WHAT YOU NEED TO DO:
**a)** Update the records below by changing "narrow green leaf" to "slender green leaf" wherever it occurs, keeping everything else the same. Leave the pictures out of your answer.
**b)** Go on with the write-up on the fine-tuned MuRIL model, picking up right after its final sentence.

PAGE:
Fine-Tuned MuRIL Model On Indic Languages (RESPIN)

1. Abstract

This document details the evaluation and performance metrics of a fine-tuned MuRIL (Multilingual Representations for Indian Languages) model. The primary objective was to adapt the pre-trained MuRIL architecture to the Indic text domain using the RESPIN (REcognizing SPeech in INdian languages) corpus.

Performance was benchmarked against the original pre-trained google/muril-base-cased model, the multilingual industry standard xlm-roberta-base, and specialized monolingual architectures (e.g., L3Cube series). The evaluation demonstrates that the fine-tuned model establishes a new state-of-the-art for low-resource languages such as Chhattisgarhi and Magahi.

2. Methodology

2.1 Training Corpus

The model was fine-tuned utilizing the RESPIN dataset. This corpus comprises text data acquired through extensive web crawling, alongside content derived from newspapers and books processed via Optical Character Recognition (OCR). The heterogeneous nature of these sources necessitated domain-specific adaptation to minimize perplexity (PPL) and enhance model robustness across varied linguistic contexts.

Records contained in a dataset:
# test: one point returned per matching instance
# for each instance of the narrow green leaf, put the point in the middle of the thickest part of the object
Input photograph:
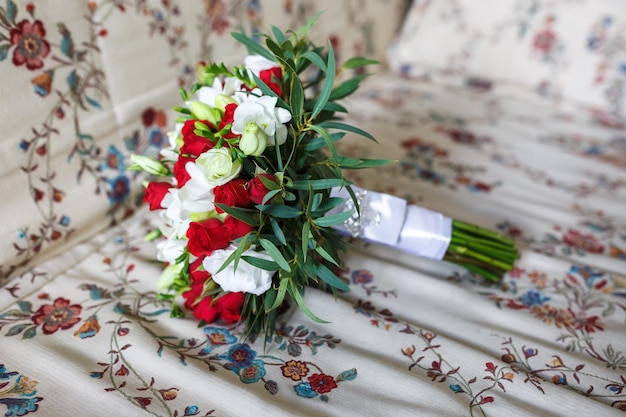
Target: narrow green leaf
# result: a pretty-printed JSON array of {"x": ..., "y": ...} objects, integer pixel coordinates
[
  {"x": 247, "y": 216},
  {"x": 329, "y": 83},
  {"x": 280, "y": 210},
  {"x": 306, "y": 230},
  {"x": 280, "y": 294},
  {"x": 293, "y": 291},
  {"x": 275, "y": 254},
  {"x": 333, "y": 220},
  {"x": 261, "y": 263},
  {"x": 347, "y": 128},
  {"x": 322, "y": 184},
  {"x": 315, "y": 59},
  {"x": 357, "y": 61},
  {"x": 278, "y": 232},
  {"x": 330, "y": 278},
  {"x": 252, "y": 46},
  {"x": 346, "y": 88},
  {"x": 278, "y": 34},
  {"x": 327, "y": 138},
  {"x": 319, "y": 141},
  {"x": 326, "y": 255}
]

TASK-BY-TASK OUTPUTS:
**a)**
# test: one point returned per matching instance
# for each instance of the slender green leaf, put the point in the middle of the thickest part of the object
Input photograph:
Target: slender green leaf
# result: a pretty-printed JSON array of {"x": ..., "y": ...} objects, integer pixel coordinates
[
  {"x": 247, "y": 216},
  {"x": 329, "y": 83},
  {"x": 280, "y": 210},
  {"x": 306, "y": 230},
  {"x": 280, "y": 294},
  {"x": 293, "y": 291},
  {"x": 275, "y": 254},
  {"x": 333, "y": 220},
  {"x": 261, "y": 263},
  {"x": 347, "y": 128},
  {"x": 322, "y": 184},
  {"x": 315, "y": 59},
  {"x": 357, "y": 61},
  {"x": 278, "y": 232},
  {"x": 330, "y": 278},
  {"x": 252, "y": 46},
  {"x": 346, "y": 88},
  {"x": 278, "y": 34},
  {"x": 327, "y": 138},
  {"x": 319, "y": 141},
  {"x": 326, "y": 255}
]

**b)**
2.2 Model Architecture

  • Base Architecture: MuRIL (BERT-based encoder).
  • Modification: Fine-tuned on the RESPIN corpus using Masked Language Modeling (MLM) objectives to align the vector space with the target distribution.

2.3 Evaluation Baselines

To provide a rigorous assessment of the model's efficacy, the following comparative baselines were utilized:

  • Base MuRIL (google/muril-base-cased): Used to quantify the net improvement (gain) achieved strictly through the fine-tuning process.
  • XLM-RoBERTa (xlm-roberta-base): Selected as the high-capacity multilingual baseline to evaluate zero-shot performance on low-resource languages.
  • Specialist Models (l3cube-pune): Monolingual models trained specifically on a single language. These represent the theoretical upper bound for performance in major languages.

3. Evaluation Datasets

Testing was conducted on a diverse suite of held-out evaluation sets to ensure validity. The evaluation suite includes:

  • Benchmark Testing (Legal): A high-complexity dataset comprising legal documents and bail applications (Available for HI, BN, TE, MR).
  • Samanantar: A general-domain parallel corpus utilized for translation benchmarks (Available for HI, BN, KN, TE, MR).
  • RESPIN (Held-Out): A specific split from the transcription corpus to test retention of the training distribution (Available for all languages).
  • Rural Women: A dialect-rich dataset utilized to test robustness in Bhojpuri (BH).
  • NanoBEIR: A retrieval benchmark dataset, cleaned for non-Devanagari artifacts, used for Maithili (MT) and Magahi (MAG).
  • Chhattisgarh TTS: A transcription dataset used for Chhattisgarhi (CH).
  • IISc-MILE: A speech transcription corpus used for Kannada (KN).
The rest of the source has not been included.